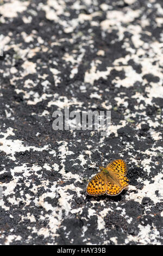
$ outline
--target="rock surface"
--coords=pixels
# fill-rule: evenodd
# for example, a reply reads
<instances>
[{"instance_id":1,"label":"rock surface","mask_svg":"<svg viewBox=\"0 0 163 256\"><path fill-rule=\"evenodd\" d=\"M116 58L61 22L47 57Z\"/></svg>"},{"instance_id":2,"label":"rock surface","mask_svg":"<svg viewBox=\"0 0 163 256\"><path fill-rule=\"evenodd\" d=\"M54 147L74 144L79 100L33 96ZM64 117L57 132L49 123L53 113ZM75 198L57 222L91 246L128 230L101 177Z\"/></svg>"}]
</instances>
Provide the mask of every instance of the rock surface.
<instances>
[{"instance_id":1,"label":"rock surface","mask_svg":"<svg viewBox=\"0 0 163 256\"><path fill-rule=\"evenodd\" d=\"M1 244L162 244L162 0L2 0L0 14ZM110 135L53 130L65 107L111 111ZM118 158L128 189L87 195Z\"/></svg>"}]
</instances>

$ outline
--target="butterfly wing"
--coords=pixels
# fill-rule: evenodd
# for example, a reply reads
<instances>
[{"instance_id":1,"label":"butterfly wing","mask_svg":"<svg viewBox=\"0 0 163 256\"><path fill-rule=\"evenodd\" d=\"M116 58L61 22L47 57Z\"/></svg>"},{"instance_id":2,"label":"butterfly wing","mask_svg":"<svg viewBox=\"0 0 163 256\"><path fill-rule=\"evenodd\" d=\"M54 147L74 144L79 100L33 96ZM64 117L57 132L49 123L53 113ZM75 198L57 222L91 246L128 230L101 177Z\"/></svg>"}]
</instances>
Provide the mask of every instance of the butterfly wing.
<instances>
[{"instance_id":1,"label":"butterfly wing","mask_svg":"<svg viewBox=\"0 0 163 256\"><path fill-rule=\"evenodd\" d=\"M86 193L90 195L101 195L106 192L106 177L104 171L96 174L89 182Z\"/></svg>"},{"instance_id":2,"label":"butterfly wing","mask_svg":"<svg viewBox=\"0 0 163 256\"><path fill-rule=\"evenodd\" d=\"M107 181L106 194L109 195L117 195L122 191L122 188L115 184L112 184Z\"/></svg>"},{"instance_id":3,"label":"butterfly wing","mask_svg":"<svg viewBox=\"0 0 163 256\"><path fill-rule=\"evenodd\" d=\"M126 176L127 173L127 166L126 162L122 159L116 159L110 163L106 167L108 171L118 173Z\"/></svg>"},{"instance_id":4,"label":"butterfly wing","mask_svg":"<svg viewBox=\"0 0 163 256\"><path fill-rule=\"evenodd\" d=\"M124 188L128 186L129 181L127 177L119 174L114 174L116 182L112 182L109 175L106 176L106 194L109 195L117 195L120 194Z\"/></svg>"}]
</instances>

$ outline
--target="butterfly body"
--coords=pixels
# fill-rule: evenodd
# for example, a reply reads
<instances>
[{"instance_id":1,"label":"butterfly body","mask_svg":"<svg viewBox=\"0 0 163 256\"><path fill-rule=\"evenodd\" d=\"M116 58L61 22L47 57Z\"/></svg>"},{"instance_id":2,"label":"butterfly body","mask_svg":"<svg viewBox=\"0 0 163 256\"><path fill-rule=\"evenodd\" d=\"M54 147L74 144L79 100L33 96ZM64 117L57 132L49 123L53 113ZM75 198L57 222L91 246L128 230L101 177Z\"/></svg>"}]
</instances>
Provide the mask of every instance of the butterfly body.
<instances>
[{"instance_id":1,"label":"butterfly body","mask_svg":"<svg viewBox=\"0 0 163 256\"><path fill-rule=\"evenodd\" d=\"M106 168L100 167L101 171L89 182L86 192L90 195L106 194L117 195L128 185L128 178L126 163L122 159L115 160Z\"/></svg>"}]
</instances>

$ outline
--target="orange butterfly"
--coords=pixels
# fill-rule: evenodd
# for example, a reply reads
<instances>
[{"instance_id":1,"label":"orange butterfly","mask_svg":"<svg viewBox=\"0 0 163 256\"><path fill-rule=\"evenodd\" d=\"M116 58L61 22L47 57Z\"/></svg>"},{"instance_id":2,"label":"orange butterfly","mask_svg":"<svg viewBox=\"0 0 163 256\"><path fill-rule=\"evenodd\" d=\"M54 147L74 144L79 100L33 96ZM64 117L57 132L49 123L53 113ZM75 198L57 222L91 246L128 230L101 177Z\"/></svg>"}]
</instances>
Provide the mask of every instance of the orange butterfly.
<instances>
[{"instance_id":1,"label":"orange butterfly","mask_svg":"<svg viewBox=\"0 0 163 256\"><path fill-rule=\"evenodd\" d=\"M100 195L106 193L117 195L128 186L126 163L117 159L110 163L105 168L100 166L101 171L89 182L86 193L90 195Z\"/></svg>"}]
</instances>

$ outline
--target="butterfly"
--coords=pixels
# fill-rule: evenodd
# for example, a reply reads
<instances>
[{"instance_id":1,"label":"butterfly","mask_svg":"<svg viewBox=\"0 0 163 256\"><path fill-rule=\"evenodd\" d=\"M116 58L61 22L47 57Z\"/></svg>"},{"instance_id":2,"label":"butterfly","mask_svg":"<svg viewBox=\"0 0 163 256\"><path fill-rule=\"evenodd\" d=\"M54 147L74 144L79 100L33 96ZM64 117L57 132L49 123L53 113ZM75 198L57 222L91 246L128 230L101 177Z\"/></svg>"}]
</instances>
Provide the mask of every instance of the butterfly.
<instances>
[{"instance_id":1,"label":"butterfly","mask_svg":"<svg viewBox=\"0 0 163 256\"><path fill-rule=\"evenodd\" d=\"M122 159L110 162L106 168L99 167L101 171L89 182L86 193L90 195L117 195L128 186L129 180L126 163Z\"/></svg>"}]
</instances>

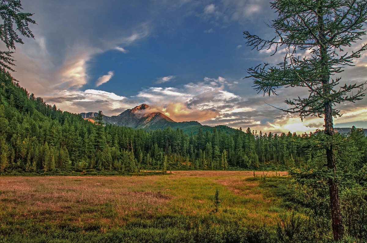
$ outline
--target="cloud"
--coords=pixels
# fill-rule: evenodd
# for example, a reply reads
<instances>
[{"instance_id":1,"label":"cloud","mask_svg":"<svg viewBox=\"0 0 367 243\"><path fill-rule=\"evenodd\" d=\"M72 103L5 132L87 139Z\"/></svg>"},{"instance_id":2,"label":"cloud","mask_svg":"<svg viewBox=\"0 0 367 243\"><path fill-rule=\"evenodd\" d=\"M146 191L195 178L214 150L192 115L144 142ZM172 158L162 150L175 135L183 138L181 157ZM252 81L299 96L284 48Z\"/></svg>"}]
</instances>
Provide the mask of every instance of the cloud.
<instances>
[{"instance_id":1,"label":"cloud","mask_svg":"<svg viewBox=\"0 0 367 243\"><path fill-rule=\"evenodd\" d=\"M175 76L170 75L170 76L168 76L166 77L157 78L157 81L156 81L156 83L163 83L169 82L174 79L175 77Z\"/></svg>"},{"instance_id":2,"label":"cloud","mask_svg":"<svg viewBox=\"0 0 367 243\"><path fill-rule=\"evenodd\" d=\"M213 33L213 32L214 32L214 30L212 29L210 29L208 30L204 30L204 33L207 33L208 34L210 33Z\"/></svg>"},{"instance_id":3,"label":"cloud","mask_svg":"<svg viewBox=\"0 0 367 243\"><path fill-rule=\"evenodd\" d=\"M110 71L106 75L100 77L95 82L95 87L98 87L102 83L108 82L113 76L113 71Z\"/></svg>"},{"instance_id":4,"label":"cloud","mask_svg":"<svg viewBox=\"0 0 367 243\"><path fill-rule=\"evenodd\" d=\"M212 3L208 5L207 5L204 8L204 14L213 14L215 11L215 5Z\"/></svg>"},{"instance_id":5,"label":"cloud","mask_svg":"<svg viewBox=\"0 0 367 243\"><path fill-rule=\"evenodd\" d=\"M76 113L102 111L107 116L116 115L136 105L127 97L94 89L84 91L60 90L44 97L49 104L55 104L62 111Z\"/></svg>"},{"instance_id":6,"label":"cloud","mask_svg":"<svg viewBox=\"0 0 367 243\"><path fill-rule=\"evenodd\" d=\"M162 110L166 115L178 122L204 121L216 117L219 114L218 111L199 110L189 107L186 104L181 102L170 102Z\"/></svg>"},{"instance_id":7,"label":"cloud","mask_svg":"<svg viewBox=\"0 0 367 243\"><path fill-rule=\"evenodd\" d=\"M116 46L115 48L115 50L117 50L117 51L121 52L123 53L124 53L125 54L129 52L129 51L124 49L122 47L120 47L120 46Z\"/></svg>"}]
</instances>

++++

What you should do
Extract every line of the entries that contains the string "target".

Exercise solution
--target="rock surface"
--target="butterfly wing"
--target="butterfly body"
--target="orange butterfly"
--target="butterfly"
--target="cloud"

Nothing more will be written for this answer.